== Kutipan

Loji Gandrung Solo saya ketahui lantaran sosok Jokowi. Bukan secara pribadi, karena kami tak pernah bertemu, namun dari berita dan rekaman video ketika ia menjabat Walikota Solo dan diwawancarai oleh penyiar TV di tempat kediaman resmi walikota ini. Nama itu unik, mudah diingat, dan karenanya bisa melekat lama.
Wawancara itu sendiri berlangsung saat Jokowi tengah bertarung di Pilgub DKI Jakarta. Oleh sebab itu ketika di Jl Slamet Riyadi saya meminta Pak Jum membelokkan kendaraan masuk ke halaman Loji Gandrung. Kalau boleh lihat sukur, tidak boleh setidaknya sudah mencoba.
Turun dari kendaraan saya melangkahkan kaki menuju pos jaga dekat bangunan Loji Gandrung Solo. Pos jaga di gerbang masuk dibiarkan kosong. Petugasnya ramah, namun untuk masuk ke bagian dalam gedung orang harus meminta ijin ke bagian rumah tangga di Balaikota. Begitupun saya bisa mengambil sejumlah foto menarik di sekitar halaman.
Jalur pedestrian lebar teduh nyaman full wifi seperti inilah yang membuat sebuah kota menjadi terasa berbudaya, bukan jalur lebar untuk mobil dan motor. Angkutan kota yang baik, beradab dan murah, dan harga bahan bakar yang mahal, akan membuat orang meninggalkan motor dan mobil di rumah, membuat kota menjadi lebih bersih dan sehat.

====
== Data yang Diberikan

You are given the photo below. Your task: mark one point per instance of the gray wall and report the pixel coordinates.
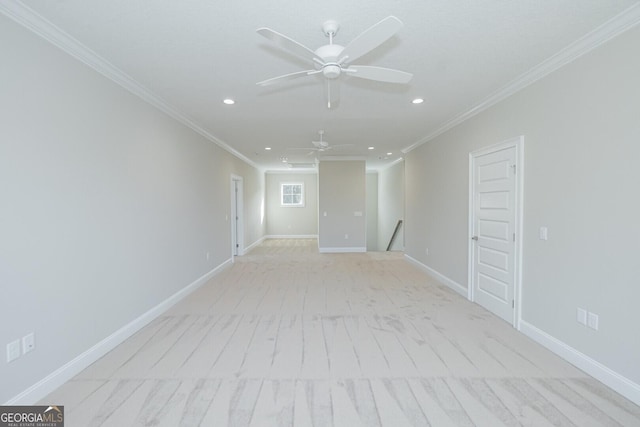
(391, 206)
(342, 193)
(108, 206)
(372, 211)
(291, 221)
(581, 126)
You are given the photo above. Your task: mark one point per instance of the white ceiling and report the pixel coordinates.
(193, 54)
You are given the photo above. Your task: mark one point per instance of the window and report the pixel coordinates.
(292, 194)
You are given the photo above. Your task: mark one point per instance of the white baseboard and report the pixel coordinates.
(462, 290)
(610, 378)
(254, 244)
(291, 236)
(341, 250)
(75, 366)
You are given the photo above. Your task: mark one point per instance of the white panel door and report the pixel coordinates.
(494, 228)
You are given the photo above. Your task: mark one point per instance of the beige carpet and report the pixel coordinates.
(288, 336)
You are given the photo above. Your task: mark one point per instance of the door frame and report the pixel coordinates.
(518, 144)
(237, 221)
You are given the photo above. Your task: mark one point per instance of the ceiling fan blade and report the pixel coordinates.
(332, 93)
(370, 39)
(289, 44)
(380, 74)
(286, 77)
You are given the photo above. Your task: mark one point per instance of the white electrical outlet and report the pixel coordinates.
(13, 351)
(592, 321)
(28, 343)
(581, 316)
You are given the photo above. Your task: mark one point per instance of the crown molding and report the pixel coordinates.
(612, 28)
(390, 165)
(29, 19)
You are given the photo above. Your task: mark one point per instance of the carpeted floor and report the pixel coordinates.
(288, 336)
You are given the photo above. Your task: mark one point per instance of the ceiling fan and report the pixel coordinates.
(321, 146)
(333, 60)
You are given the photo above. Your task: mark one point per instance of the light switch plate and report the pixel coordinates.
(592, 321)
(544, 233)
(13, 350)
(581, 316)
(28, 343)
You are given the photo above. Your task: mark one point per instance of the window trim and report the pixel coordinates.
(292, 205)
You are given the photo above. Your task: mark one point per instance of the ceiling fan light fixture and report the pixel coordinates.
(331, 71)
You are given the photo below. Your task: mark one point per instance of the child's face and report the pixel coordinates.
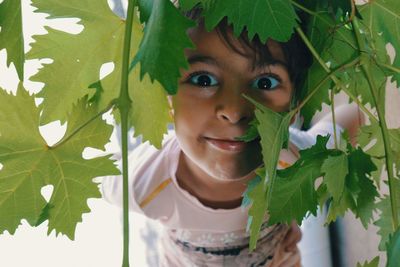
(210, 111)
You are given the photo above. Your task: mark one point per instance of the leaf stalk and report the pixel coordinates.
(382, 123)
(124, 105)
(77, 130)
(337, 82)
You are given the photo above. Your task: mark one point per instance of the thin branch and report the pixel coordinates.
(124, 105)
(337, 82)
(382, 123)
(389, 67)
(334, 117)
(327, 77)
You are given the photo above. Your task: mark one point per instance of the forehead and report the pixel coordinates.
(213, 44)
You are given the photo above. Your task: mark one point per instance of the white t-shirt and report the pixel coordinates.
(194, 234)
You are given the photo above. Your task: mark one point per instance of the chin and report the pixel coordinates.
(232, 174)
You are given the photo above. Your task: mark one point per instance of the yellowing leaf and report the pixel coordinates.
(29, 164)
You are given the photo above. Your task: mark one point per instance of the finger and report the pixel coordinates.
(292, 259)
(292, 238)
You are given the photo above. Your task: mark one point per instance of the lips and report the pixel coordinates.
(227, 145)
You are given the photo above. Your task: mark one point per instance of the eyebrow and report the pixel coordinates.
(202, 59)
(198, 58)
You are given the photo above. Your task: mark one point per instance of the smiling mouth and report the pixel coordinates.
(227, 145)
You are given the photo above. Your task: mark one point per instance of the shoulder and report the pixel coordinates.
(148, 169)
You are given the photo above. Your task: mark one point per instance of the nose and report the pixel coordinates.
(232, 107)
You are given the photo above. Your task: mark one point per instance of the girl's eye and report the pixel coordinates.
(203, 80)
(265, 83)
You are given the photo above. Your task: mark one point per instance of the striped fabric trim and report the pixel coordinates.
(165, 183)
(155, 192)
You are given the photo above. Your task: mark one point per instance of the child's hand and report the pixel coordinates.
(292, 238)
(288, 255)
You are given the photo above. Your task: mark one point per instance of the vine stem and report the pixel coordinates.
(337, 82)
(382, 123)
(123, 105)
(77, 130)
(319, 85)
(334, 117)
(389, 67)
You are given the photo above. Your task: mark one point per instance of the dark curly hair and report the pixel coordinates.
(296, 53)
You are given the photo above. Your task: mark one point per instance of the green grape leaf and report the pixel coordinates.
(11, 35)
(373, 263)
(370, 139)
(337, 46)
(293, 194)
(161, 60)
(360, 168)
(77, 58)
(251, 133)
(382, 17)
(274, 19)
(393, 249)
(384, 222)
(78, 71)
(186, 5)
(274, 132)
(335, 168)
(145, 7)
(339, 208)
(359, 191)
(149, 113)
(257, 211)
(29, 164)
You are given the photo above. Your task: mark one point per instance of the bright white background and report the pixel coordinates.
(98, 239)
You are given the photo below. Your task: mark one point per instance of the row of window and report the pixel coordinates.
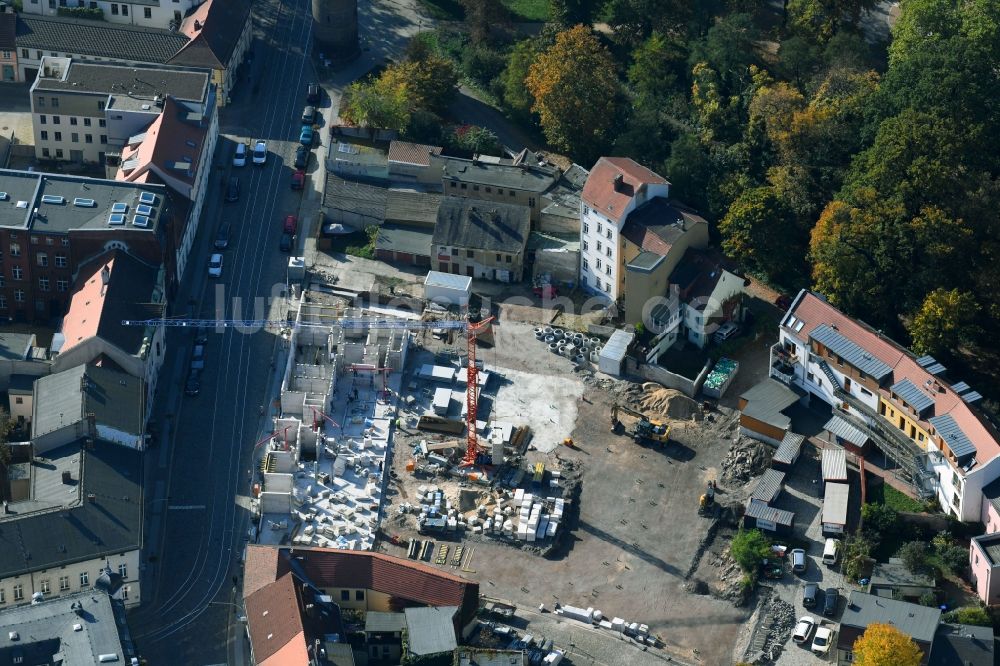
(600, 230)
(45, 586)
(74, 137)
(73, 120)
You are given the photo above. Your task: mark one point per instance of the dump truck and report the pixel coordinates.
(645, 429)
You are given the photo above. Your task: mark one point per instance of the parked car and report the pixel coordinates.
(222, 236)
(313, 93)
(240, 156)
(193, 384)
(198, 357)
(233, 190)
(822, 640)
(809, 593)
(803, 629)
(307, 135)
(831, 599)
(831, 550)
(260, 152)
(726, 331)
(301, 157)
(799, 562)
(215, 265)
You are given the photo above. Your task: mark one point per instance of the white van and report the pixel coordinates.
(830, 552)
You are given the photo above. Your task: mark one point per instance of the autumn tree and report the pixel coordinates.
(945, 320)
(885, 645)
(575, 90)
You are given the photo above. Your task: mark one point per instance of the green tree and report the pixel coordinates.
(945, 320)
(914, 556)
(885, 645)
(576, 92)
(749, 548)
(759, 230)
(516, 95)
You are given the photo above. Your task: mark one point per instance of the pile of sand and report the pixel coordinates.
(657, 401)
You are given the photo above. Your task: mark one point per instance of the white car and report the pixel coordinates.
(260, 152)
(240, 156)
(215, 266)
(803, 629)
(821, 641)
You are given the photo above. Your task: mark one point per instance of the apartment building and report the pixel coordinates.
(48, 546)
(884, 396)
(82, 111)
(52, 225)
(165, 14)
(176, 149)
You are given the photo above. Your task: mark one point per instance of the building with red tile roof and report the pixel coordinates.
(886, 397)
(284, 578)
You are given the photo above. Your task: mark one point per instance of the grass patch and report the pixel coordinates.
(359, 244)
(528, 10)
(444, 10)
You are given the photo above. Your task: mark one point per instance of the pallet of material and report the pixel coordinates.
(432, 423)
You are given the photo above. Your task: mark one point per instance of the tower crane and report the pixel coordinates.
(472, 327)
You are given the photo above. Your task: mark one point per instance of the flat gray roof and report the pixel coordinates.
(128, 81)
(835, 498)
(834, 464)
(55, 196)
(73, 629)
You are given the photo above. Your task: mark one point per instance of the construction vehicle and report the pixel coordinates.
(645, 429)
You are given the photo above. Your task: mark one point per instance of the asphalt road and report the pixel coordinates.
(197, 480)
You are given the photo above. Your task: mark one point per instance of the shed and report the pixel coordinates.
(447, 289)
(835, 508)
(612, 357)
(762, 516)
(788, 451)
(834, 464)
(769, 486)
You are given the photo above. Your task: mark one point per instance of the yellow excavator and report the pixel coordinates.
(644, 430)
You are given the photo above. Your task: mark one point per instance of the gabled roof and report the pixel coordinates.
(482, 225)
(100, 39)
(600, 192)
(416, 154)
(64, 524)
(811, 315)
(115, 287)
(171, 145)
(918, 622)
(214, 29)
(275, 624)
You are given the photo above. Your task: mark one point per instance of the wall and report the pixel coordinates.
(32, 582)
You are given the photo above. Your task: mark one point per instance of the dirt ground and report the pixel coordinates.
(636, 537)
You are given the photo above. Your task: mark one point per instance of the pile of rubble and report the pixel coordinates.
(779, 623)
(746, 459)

====

» Tujuan
Tulis ulang bagian dari "Turun dari kendaraan" sampai dengan "bersih dan sehat." dalam kutipan tentang Loji Gandrung, dan ganti "Balaikota" dengan "Balai Kota".

» Jawaban Akhir
Turun dari kendaraan saya melangkahkan kaki menuju pos jaga dekat bangunan Loji Gandrung Solo. Pos jaga di gerbang masuk dibiarkan kosong. Petugasnya ramah, namun untuk masuk ke bagian dalam gedung orang harus meminta ijin ke bagian rumah tangga di Balai Kota. Begitupun saya bisa mengambil sejumlah foto menarik di sekitar halaman.
Jalur pedestrian lebar teduh nyaman full wifi seperti inilah yang membuat sebuah kota menjadi terasa berbudaya, bukan jalur lebar untuk mobil dan motor. Angkutan kota yang baik, beradab dan murah, dan harga bahan bakar yang mahal, akan membuat orang meninggalkan motor dan mobil di rumah, membuat kota menjadi lebih bersih dan sehat.